[[ Provided text open ]]
Y'know, tell em that if they really love you, they need to accept who you really are.
 
Um Well I told them and they snatched my phone away. They changed my schools and saved her number on their phones so they'd know If I tried texting her. Im 14 and Honestly, Imma get a job next year + try to move out.
 
Um Well I told them and they snatched my phone away. They changed my schools and saved her number on their phones so they'd know If I tried texting her. Im 14 and Honestly, Imma get a job next year + try to move out.

I'm almost certain it's not legal for you to leave home without consent unless you emancipate your parents, also, moving out isn't a good idea at all, you still need the support of your parents/guardians. Try to reason with them first before jumping to moving out. If they're extremely against it and won't feel with you, unless they're being overly slanderous and abusive, it's best to abide by their rules/wishes until you're able to find a safe and accepting place/you're old enough.
 
I agree with the moving out when old enough plan. Unless they're abusive, you wouldn't legally be able to go away like that, and it wouldn't be as simple as going to live with your friend. I'm the same age as you and gay myself. If I were in your position, I'd just wait. Wait for them to either come around to the idea or for you to be able to get out of that negative atmosphere.
[[ Provided text closed ]]
[[ Supplied data open ]]
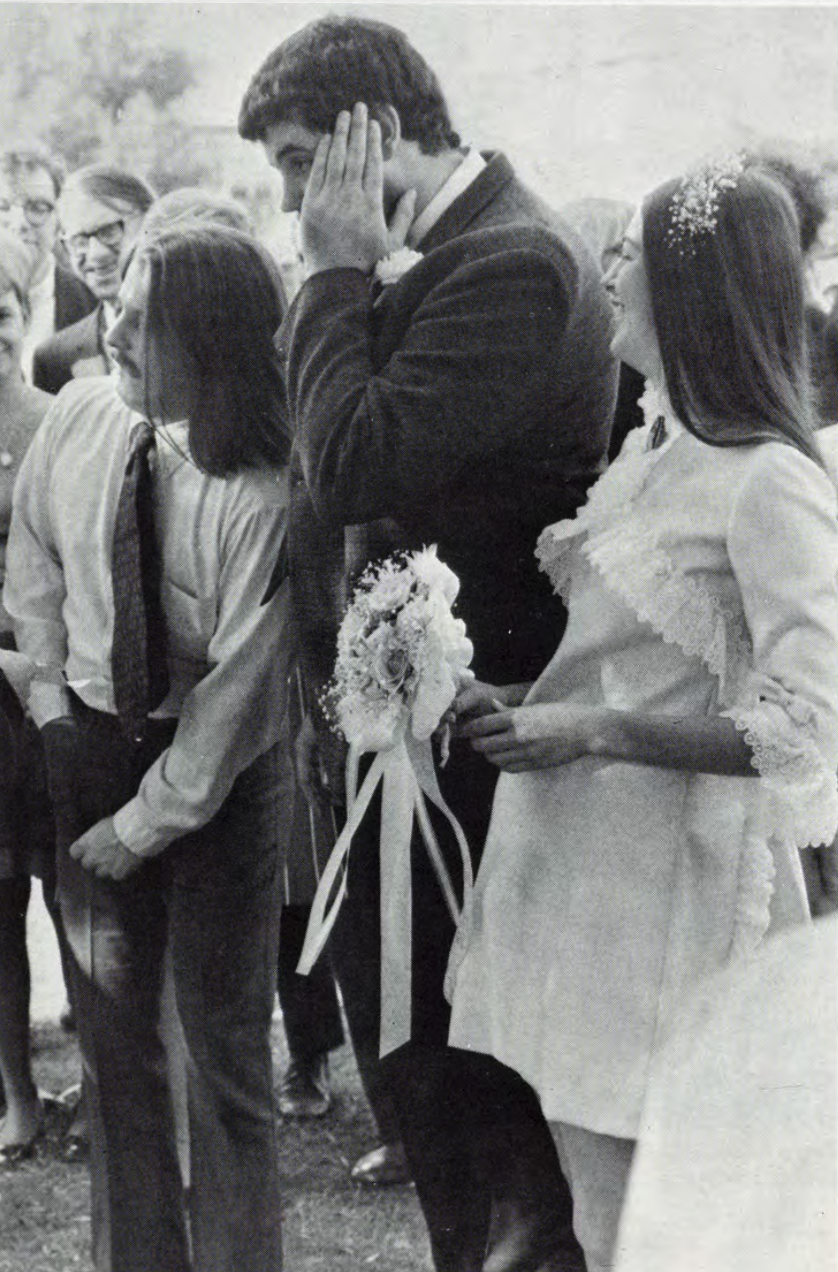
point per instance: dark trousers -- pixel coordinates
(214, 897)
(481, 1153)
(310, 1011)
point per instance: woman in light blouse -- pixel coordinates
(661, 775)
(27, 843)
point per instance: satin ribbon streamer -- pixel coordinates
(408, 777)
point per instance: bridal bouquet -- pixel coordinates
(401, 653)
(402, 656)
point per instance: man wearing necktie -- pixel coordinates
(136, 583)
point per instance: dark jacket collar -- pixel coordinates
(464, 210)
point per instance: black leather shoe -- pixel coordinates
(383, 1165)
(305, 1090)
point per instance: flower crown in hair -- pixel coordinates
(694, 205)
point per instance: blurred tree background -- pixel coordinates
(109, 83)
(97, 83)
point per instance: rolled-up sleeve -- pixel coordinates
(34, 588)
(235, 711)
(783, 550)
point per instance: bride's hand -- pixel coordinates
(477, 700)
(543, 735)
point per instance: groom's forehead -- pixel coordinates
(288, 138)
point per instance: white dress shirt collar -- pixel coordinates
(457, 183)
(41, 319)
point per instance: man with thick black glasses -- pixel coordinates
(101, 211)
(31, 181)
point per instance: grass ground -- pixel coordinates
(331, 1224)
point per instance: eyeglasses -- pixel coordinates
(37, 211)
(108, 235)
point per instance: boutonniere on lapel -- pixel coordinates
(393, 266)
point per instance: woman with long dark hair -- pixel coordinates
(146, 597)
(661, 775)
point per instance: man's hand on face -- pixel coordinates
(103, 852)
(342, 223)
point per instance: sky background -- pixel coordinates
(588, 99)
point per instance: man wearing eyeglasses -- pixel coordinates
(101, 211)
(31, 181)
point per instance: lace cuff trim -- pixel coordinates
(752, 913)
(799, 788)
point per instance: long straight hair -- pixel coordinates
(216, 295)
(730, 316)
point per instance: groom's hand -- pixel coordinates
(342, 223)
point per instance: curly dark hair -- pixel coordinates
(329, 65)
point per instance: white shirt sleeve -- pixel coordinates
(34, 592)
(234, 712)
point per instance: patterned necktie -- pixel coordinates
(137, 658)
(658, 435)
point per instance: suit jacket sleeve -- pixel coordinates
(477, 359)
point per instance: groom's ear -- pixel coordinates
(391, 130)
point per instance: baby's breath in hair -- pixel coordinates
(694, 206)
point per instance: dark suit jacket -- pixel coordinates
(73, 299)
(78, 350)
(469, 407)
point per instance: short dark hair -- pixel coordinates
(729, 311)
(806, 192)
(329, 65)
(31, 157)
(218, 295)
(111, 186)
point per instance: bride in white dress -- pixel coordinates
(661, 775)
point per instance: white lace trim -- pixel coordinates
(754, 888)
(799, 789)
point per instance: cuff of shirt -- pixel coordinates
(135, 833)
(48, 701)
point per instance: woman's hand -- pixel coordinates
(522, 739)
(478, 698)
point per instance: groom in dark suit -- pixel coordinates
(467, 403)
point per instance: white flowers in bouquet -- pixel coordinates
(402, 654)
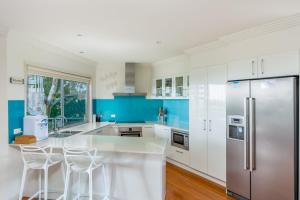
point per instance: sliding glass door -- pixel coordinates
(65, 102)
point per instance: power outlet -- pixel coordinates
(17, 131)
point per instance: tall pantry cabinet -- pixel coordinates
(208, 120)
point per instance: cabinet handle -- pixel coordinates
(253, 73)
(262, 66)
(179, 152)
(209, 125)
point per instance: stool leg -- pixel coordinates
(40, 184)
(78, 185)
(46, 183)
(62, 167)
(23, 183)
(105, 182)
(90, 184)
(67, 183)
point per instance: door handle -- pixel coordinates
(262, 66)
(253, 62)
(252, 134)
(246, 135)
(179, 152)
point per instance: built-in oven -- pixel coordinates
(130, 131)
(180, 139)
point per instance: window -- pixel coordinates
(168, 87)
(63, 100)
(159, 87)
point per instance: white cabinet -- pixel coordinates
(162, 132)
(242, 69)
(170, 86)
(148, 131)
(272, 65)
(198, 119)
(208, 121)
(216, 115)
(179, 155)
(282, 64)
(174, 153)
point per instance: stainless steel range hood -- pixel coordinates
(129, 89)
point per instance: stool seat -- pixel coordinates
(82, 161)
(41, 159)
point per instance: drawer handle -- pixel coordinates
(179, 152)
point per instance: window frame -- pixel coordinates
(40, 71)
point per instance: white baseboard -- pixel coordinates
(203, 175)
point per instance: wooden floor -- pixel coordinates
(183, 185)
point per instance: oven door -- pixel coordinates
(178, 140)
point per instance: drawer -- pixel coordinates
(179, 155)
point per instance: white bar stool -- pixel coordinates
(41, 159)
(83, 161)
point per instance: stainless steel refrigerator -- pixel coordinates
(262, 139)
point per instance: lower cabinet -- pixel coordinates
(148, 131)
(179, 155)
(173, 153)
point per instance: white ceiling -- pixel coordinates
[[ Supplied data closed ]]
Exercises:
1 - According to the forum thread, what did the parents do after the 14-year-old told them?
2 - Write the next part of the forum thread, picking up after its final sentence.

Answers for this exercise:
1 - They took the phone away, changed the 14-year-old's schools, and saved her number on their phones so they would know about any attempt to text her.

2 -
 
My grandma who I live with is like that. She acts like its a new trend or something and how she "doesn't understand kids these days".
 
(I hope this story doesn't make you upset that it wasn't better for you, but maybe it'll give you hope that there are better people out there.)

My parents were actually homophobic for a long time. Well, homophobic isn't the word, they're more just against gay marriage. They don't hate everyone in the LGBTQ community like the "typical" homophobe. After 18 years, I decided to come out to them as bisexual, because it was so hard keeping it locked up inside of me. It was terrifying coming out to them, but very surprisingly, they told me they love me no matter what, and they're accepting of it. They told me as long as I'm happy, they're happy. They also said whoever I choose to marry, they'll attend with the same big smile. It was very comforting to hear all of that, as I thought they would hate me.

Maybe your parents' views will change over time. If not, it's your life, and even though they are your parents, it's your happiness that ultimately matters. They will learn to (at least) accept, if not learn to love, you for who you are eventually.

I genuinely hope things get better for you, and I'm a PM away if you ever need anyone to talk to! :)
 
My Dad is very anti-gay but he probably wouldn't disown me and not try to insult the man I'd bring in.
He'd pull out a lot of gay jokes though.
 
It's funny, my whole family is very Christian (half my family is pastor or missionary) and if I were homosexual and told them they would be completely accepting of me. Sounds like your parents are either idiots or just terrible people.
 
They're both. Constantly screaming and bi*ching at me for literally nothing.

My aunt is taking me in next year so, yay!

We actually went to court for abuse. It was pretty bad.
Glad that that is over.
 
They're both. Constantly screaming and bi*ching at me for literally nothing.

My aunt is taking me in next year so, yay!

We actually went to court for abuse. It was pretty bad.
Glad that that is over.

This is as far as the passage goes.